Passage to read:
The climate/environmental momentum toward hell, however, is but one component that drives inevitable pessimism. Far worse is the suicidal intentions of corporations, governments, and our concomitant air of mass indifference. Most of us are not resigned from a sense of hopelessness, but disabled by unwarranted optimism, or buoyed by a delusional faith in technology and reason. Even on the left there is little narrative climate clarity—our confusion likely inspires triumphant chuckles in the private board meetings of the oil industry. One truly bizarre story told in progressive circles is that mass resistance to environmental destruction has been eroded by "doomerism."

Here, for example, is Nathan Robinson's take on climate from a piece in Current Affairs:

Writing about climate change in a way that makes people feel scared and hopeless, like they are going to die in a wildfire whether they like it or not, is, in my opinion, part of why climate coverage is such a “ratings killer.” My suspicion is not that nobody wants to confront the subject of climate change—Don’t Look Up faces the matter head-on, and is hugely popular—but that if discussion of it just feels disempowering and depressing, there is no reason for anyone to read about it. Here at Current Affairs, two of our most popular recent articles have been on climate change, but the underlying message has been about taking action rather than merely forecasting the inevitable apocalypse.) I do not think it is helpful to tell anyone to “settle into the trans-apocalypse.” No! Join the Sunrise Movement and throw political leaders who refuse to act on climate out of office.

Robinson's warnings about the dangers of large-scale pessimism echo those of Michael Mann who asserted that "Doomerism is the new denial." As an aside, I must mention that I am an admirer of both Robinson and Mann. The former is one of our most important progressive writers (and the first editor to post one of my pieces on a large platform!) while Mann has been a critically important scientist in detailing the trajectory of our climate. His "Hockey Stick" climate graphs inspired the term and popularized the concept.

But the entire construct of doomerism (as Robinson and Mann understand it) rests on a shibboleth—is inaction really founded on collective despair—or is fear of doomerism another distracting trope? Do masses of people go from understanding that corporate goons burn our world to a crisp, to tossing up their hands and saying, “Fuck it, it’s hopeless?” At some sudden moment in time do they simply come (so the story of doomerism goes) to accept that there is no point to civil disobedience? Are we truly disabled due to a vision of unstoppable, irredeemable collapse? To the contrary, perhaps pessimism inevitably accompanies an honest appraisal of our precarious environmental future.

Written tasks:
1. Answer these questions from the essay on climate doomerism:
(a) Who said that "Doomerism is the new denial"?
(b) Which film does Robinson name as facing climate change head-on?
(c) What group does Robinson tell readers to join?
2. In the essay on climate doomerism, why does Robinson suspect that climate coverage is a "ratings killer"? Answer in one to three sentences.
3. Continue the essay on climate doomerism from the point where it stops.
The rows that come next are not needed for this work.

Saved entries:
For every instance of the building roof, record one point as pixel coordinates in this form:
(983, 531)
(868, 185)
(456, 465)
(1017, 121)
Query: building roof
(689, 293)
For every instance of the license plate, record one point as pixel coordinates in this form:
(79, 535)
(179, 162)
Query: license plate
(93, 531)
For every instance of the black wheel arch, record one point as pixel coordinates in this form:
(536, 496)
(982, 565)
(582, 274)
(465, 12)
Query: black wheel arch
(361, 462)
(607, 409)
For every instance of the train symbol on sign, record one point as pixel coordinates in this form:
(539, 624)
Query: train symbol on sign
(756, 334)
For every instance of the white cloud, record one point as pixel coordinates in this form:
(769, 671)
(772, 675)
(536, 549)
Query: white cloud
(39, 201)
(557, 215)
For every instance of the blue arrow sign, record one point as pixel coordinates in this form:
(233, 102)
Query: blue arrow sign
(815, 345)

Results of the tasks:
1.
(a) Michael Mann.
(b) Don't Look Up.
(c) The Sunrise Movement.

2. Robinson thinks people do want to confront climate change. He believes the problem is coverage that makes readers feel scared, hopeless, and disempowered, which leaves them no reason to read about it.

3.
The oil industry understands with pristine clarity that hopeless people are as likely to respond with violent rage as with passivity.

If doomerism is really the "new denial," if a brigade of fatalistic and resigned people eagerly reject hope and let the oil industry off the hook, we would expect to see screeds by Guy McPherson and Eliot Jacobson posted prominently at The Heartland Institute.

However, we see no such thing. The last thing that oil companies and fascist think tanks want to convey to the public is that corporate crimes have ruined the planet and nothing can be done to change it. The oil industry understands with pristine clarity that hopeless people are as likely to respond with violent rage as with passivity. Doomerism is not the new denial. In fact, you will never see a word of pessimism on an oil industry funded propaganda platform. The industry honchos want your brain to be infused with optimism—hope, upbeat faith in human schemes to find new and better ways serves the cause of energy profits. Here is a Chevron happy ad to prove my point.

- YouTube youtu.be

Recent Pew research shows that some 63% of US citizens feel that climate is not the most critical issue facing the country. Less than a third of U.S. adults favor phasing out fossil fuels. We are clearly not a nation beset by fatalistic resignation, and collective environmental surrender, but, rather, a country collectively neutered by Chevron-style ad campaigns.

Even our best climate narratives stumble at the point where capitalism enters the story. Many writers insert a ghostly entity known as "we," as in a superbly written piece by Priya Satia entitled, "The Way We Talk About Climate Change is Wrong."

We will not be ushered past the grim reaper by optimists.

Satia argues quite originally that the notion of time that is indispensable to the capitalist mindset—the prioritizing of the future as it exists in the concept of delayed gratification—drives the system of imperial plunder and overconsumption. But who is the "we" in Satia's narrative that talks about climate in the wrong way?

There is no we—no public that owns a unique climate narrative. "We" are all tools of industry and politicians. Our climate narratives have been injected into our heads by means of well practiced repetition. Satia argues that indigenous people have historically lived according to natural rhythms. They have, from their intimacy with the earth, developed the capacity to take pleasure in the moment (a perspective embraced by some western writers as well, such as Thoreau). The political force needed to initiate a mass movement willing to abandon capitalist addictions for a deeper happiness can only take place under the leadership and passion of people with little to lose.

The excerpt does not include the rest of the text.